Choleric and Phlegmatic patterns often differ most clearly around pace. Choleric patterns usually feel better once there is a decision, an owner, and movement. Phlegmatic patterns usually feel better when there is enough safety and patience for an honest answer.

## Pressure pattern

Under pressure, Choleric patterns often add force. Under pressure, Phlegmatic patterns often lower visible tension. The useful clue is whether pressure tries to create movement or preserve steadiness.

## Conflict pattern

A Choleric conflict pattern can sound sharper than intended when the person is trying to protect progress. A Phlegmatic conflict pattern can sound more agreeable than it really is when the person is trying to protect peace.

## Follow-through

Choleric follow-through often comes through ownership and urgency. Phlegmatic follow-through often comes through reliability and patience.

## Common mistype

The common mistype is treating calm as one motive. A Choleric person can be calm when strategy requires patience. A Phlegmatic person can become firm when loyalty, safety, or fairness is at stake.

- _MATERIAL PROVIDED_
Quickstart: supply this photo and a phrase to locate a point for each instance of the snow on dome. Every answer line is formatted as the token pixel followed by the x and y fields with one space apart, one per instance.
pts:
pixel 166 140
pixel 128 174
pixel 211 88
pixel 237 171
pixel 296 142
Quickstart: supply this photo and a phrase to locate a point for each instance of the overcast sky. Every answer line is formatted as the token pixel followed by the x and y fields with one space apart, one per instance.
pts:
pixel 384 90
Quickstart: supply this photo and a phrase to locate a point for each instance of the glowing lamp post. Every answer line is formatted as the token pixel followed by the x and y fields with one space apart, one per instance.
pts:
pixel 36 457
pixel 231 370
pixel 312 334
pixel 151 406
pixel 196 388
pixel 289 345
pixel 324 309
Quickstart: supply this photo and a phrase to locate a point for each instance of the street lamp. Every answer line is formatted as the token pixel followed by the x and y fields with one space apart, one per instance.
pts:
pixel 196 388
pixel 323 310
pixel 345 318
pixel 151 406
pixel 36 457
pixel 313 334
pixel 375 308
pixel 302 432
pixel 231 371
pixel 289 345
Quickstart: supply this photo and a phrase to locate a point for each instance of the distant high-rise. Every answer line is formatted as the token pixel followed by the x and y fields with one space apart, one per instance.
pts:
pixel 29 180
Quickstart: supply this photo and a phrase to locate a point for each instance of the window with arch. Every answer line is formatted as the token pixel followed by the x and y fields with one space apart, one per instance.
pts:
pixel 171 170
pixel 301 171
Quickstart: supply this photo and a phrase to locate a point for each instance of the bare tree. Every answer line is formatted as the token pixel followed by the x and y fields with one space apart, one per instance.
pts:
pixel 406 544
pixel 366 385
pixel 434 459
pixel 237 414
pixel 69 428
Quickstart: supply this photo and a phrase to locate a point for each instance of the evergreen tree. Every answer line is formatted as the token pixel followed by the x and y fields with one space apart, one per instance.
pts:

- _REQUIRED ACTIONS_
**A)** In the comparison of Choleric and Phlegmatic patterns, what do Choleric patterns often do under pressure?
**B)** Summarize the comparison of Choleric and Phlegmatic patterns in two sentences.

- _ANSWERS TO THE EXERCISES_
**A)** They often add force.

**B)** Choleric patterns tend to favor decisions, ownership, and movement, adding force under pressure and following through with urgency, while Phlegmatic patterns tend to favor safety and patience, lowering visible tension and following through with reliability. The common mistype is treating calm as one motive, since a Choleric person can be calm when strategy requires patience and a Phlegmatic person can become firm when loyalty, safety, or fairness is at stake.